__Try it__
This task calls for copying every line in the data below that contains the word "wooden".
☆ ☆ ☆
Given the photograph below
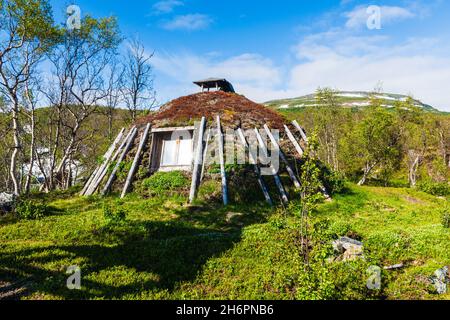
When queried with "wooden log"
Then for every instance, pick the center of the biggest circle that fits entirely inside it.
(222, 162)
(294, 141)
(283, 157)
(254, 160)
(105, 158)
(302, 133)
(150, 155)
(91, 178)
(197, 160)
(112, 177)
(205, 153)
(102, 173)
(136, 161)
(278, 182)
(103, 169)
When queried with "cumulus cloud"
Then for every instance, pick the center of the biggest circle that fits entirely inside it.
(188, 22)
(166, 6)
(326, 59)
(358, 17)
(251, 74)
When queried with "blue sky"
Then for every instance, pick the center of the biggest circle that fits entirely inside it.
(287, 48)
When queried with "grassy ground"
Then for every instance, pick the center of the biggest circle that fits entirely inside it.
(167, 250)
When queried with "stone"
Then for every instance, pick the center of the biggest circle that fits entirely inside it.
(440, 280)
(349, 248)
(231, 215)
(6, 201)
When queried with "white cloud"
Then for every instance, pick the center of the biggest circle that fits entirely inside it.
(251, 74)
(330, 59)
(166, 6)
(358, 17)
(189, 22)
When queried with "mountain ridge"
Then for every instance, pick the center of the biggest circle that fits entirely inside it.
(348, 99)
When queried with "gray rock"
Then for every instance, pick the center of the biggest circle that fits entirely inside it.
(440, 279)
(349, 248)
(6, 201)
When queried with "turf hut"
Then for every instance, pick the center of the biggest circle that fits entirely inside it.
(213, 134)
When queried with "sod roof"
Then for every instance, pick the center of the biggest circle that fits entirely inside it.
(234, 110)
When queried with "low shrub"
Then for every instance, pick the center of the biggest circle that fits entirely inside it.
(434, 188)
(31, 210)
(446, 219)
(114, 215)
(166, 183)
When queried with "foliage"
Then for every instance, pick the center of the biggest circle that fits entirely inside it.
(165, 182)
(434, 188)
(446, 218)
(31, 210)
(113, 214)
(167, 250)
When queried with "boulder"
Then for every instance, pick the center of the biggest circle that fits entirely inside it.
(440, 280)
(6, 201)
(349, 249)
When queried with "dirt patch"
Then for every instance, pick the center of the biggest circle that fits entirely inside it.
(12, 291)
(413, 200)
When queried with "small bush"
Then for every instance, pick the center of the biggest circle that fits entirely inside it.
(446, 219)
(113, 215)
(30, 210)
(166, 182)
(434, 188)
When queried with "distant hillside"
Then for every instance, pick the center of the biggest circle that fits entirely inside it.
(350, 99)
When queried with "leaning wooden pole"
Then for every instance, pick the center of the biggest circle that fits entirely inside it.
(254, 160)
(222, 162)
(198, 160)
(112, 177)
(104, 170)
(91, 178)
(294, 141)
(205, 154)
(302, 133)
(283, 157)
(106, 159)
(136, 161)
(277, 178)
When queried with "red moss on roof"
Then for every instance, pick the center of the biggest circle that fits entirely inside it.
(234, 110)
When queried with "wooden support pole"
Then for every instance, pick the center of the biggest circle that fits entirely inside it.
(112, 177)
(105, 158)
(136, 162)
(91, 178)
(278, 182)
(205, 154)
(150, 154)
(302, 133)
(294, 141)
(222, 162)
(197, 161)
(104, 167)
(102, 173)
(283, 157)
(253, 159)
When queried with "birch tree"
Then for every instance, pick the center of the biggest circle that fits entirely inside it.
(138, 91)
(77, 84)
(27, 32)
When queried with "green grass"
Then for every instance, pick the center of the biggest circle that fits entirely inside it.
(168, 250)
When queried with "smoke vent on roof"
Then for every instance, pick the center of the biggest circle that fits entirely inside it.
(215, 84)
☆ ☆ ☆
__Written solution__
When queried with "wooden log"
When queried with "leaning wooden pole"
When queried with "wooden support pole"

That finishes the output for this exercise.